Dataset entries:
○ ○ ○

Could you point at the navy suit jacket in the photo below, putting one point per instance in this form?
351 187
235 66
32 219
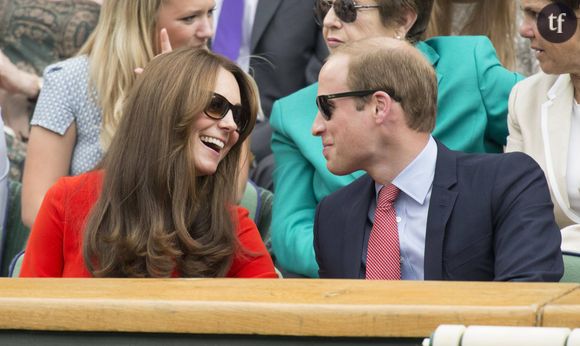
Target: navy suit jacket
490 218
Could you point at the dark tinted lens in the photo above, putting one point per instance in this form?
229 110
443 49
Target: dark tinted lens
320 10
323 106
345 10
218 107
239 118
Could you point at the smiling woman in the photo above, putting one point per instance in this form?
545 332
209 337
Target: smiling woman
80 105
163 203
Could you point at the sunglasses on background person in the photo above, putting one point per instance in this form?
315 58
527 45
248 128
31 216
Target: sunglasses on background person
345 10
218 108
326 107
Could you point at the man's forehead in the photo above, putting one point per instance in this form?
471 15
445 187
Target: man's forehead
333 75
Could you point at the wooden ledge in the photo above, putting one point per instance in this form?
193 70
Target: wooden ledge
350 308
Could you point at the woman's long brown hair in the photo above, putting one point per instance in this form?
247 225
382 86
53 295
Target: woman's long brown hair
155 216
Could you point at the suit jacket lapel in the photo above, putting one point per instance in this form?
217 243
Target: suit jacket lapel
264 13
355 227
556 119
440 207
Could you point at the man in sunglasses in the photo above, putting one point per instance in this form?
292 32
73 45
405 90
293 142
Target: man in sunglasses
421 211
471 112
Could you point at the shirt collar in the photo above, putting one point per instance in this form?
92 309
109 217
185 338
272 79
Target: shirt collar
416 179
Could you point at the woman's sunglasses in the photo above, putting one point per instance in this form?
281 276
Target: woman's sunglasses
218 108
326 107
345 9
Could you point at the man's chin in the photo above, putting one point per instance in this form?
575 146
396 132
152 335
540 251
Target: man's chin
338 170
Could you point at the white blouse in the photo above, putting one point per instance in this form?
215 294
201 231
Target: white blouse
573 170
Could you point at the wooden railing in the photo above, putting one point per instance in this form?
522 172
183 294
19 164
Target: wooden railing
325 308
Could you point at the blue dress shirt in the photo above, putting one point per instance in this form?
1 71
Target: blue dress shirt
412 207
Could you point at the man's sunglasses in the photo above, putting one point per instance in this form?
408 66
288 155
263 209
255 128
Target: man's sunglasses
325 107
345 9
218 108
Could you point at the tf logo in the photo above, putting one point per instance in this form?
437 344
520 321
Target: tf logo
557 22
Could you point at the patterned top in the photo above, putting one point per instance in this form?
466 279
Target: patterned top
65 98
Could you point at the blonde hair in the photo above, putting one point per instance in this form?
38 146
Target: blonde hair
123 40
492 18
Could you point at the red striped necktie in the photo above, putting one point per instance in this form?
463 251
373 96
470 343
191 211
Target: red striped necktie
383 254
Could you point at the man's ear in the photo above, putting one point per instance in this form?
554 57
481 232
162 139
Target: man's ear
383 104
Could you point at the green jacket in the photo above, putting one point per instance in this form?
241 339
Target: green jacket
473 91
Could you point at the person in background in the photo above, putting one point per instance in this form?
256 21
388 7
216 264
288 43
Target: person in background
4 170
471 113
33 35
421 211
162 203
544 118
496 19
79 107
280 45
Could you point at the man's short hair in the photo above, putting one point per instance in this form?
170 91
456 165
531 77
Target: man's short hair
388 64
573 4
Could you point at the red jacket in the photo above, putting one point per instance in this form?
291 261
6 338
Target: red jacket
55 245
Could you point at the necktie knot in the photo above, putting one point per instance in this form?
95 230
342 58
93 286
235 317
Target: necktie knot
387 196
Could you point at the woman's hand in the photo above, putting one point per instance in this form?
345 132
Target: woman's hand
16 81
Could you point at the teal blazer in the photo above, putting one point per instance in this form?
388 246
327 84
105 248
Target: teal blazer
473 92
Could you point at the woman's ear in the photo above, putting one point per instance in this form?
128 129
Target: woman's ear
409 19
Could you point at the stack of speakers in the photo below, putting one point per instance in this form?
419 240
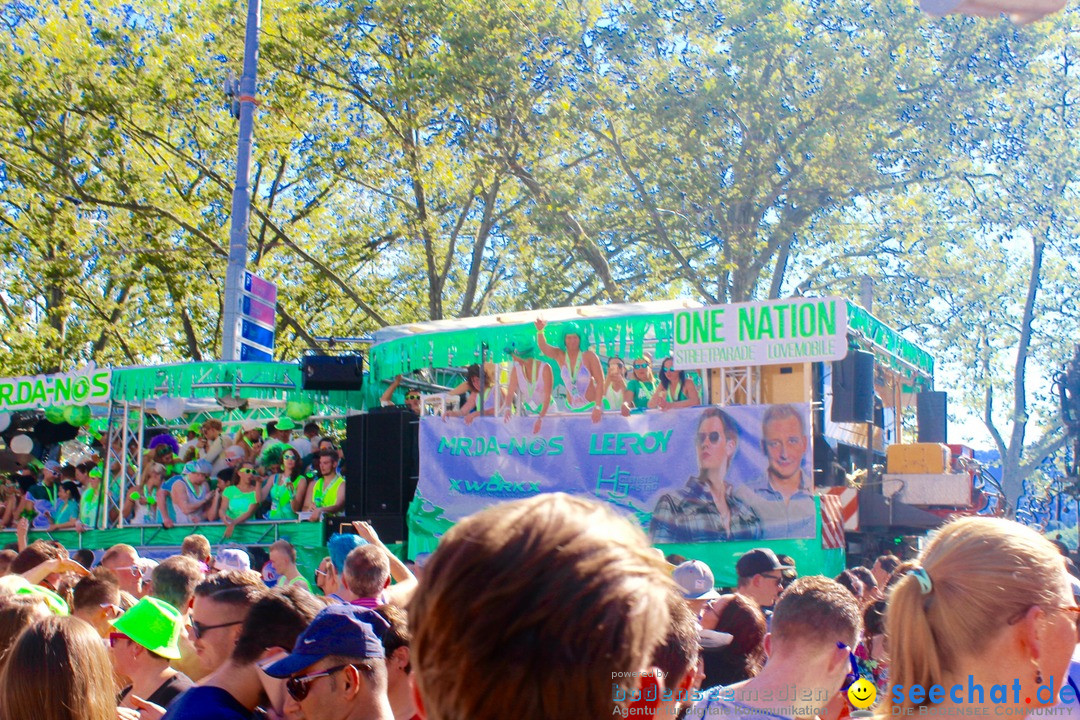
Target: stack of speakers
381 459
853 398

○ ○ ○

▶ _Try it_
A word-for-word copy of the data above is needed, one that omits the pictures.

▶ _Solved exercise_
Could you point at the navy suit jacket in the photo below, putting one point per instance in this form?
351 187
235 66
32 219
Target: navy suit jacket
490 218
Could you point at the dark tinted lens in the photo above, putting one point per instance in this form?
229 110
443 49
Target: dark tinted lens
320 10
323 106
345 10
218 107
239 118
Could you point at the smiling woman in the photo above, putting one point per instance in this form?
545 332
209 337
Target: smiling woman
80 105
163 203
Could you point at the sunglasses on background person in the photo above, putting one point per instance in this form?
315 58
527 45
248 128
31 216
Target: sunglasses on background person
345 10
218 108
326 107
Could you point at the man's forehead in the photo above, putting one point per instance in this form?
471 15
445 187
Target: man's forehead
333 75
Could you point at the wooden ledge in the photo above, putting one point per instance in this form?
193 70
Target: wooden ledge
350 308
Could you point at the woman's long brown hair in the photo above, putting one point per instance in this form?
247 225
382 86
53 295
Target: woman's long brown hair
155 216
Could you point at the suit jacket lapel in the photo above, putting one point per instance in this form?
217 243
Target: suit jacket lapel
264 13
355 227
556 119
440 207
Could you point at the man in sunglasses in the photo above, putting one point per instance in this form?
292 32
73 45
405 90
293 142
Target: man in sunglasses
421 211
471 112
Could you point at the shirt collar in the photo above, putting one point per instance in this form?
92 309
109 217
185 338
272 79
Target: shirt collar
416 179
Could you point at the woman's sunglasses in the photo above, putting one point per instance in this form?
281 276
Target: woman's sunglasses
218 108
326 107
345 9
Could you point at the man's chin in the photo above, putting one point per instance in this form?
575 146
396 132
152 335
540 251
Target: man's chin
338 170
Could you point at the white blouse in the photo above, putting one point per instance in this form?
215 294
201 231
Target: white blouse
573 170
Could you point at the wooden railing in the photo above, putting one point per instance in this form?
522 172
183 294
19 164
Target: wooden railing
325 308
Could you point at the blue dress shirt in the photo above, putting one point per instance in this form?
1 71
Target: blue dress shirt
412 207
Could you point at the man's sunglasses in the photo above, putting one point per instance in this form?
408 66
288 155
263 209
255 128
Target: man's sunglasses
325 107
345 9
218 108
Could you point at the tf logo in the photo above, putting one point per instance in this form?
437 344
520 321
Target: tf logo
557 22
Could you point at the patterned top in the photo above, putting one point per instance in this form?
466 279
Target: patterned top
65 98
Could you point at the blonde hair in the photo above, putting one point per instance in this form?
38 146
Target: blonde hair
123 40
492 18
Could you point at the red striped necktie in the photo above, putting one point per instance in this form?
463 251
373 96
470 343
191 211
Target: red striped necktie
383 254
Could you point at the man's ear in the photo above, putting one point per instance in this form?
554 57
481 232
162 139
Target: man's ear
383 104
Could you point at the green jacket in the photo above, putting one point per instance in this form?
241 339
Target: green jacket
473 91
Could you point at the person in background in the photo above, putting one point per instance in this form?
256 21
388 7
216 264
288 43
Target: person in background
4 170
471 113
33 35
421 211
162 203
544 118
496 19
79 107
280 45
Could you point at the man's short hair in the photo above, putting one point per instance in this form?
170 91
456 165
531 77
Target: man's short hair
388 64
573 4
Could you point at the red jacket in the photo above, putting one point per instance in this form?
291 261
6 338
Target: red jacket
55 245
Could you point at the necktie knot in the photo above, putting one point per instance in this form?
95 230
342 58
93 286
235 317
Target: necktie knot
387 196
Could you point at the woman's hand in the photo above, putting one point per instance in this form?
345 132
Target: woman's hand
16 81
Could you point at the teal blazer in the photo above, putting one point per instance in this form?
388 246
327 84
105 248
Target: teal blazer
473 92
Could you point at the woman's ear in the photo above, putting one point per instance in this form?
128 129
Target: woman's ear
409 19
Could you point at the stack of speakers in the photo below, putting one point per instance in this form?
419 240
Target: stack of speakers
381 459
853 398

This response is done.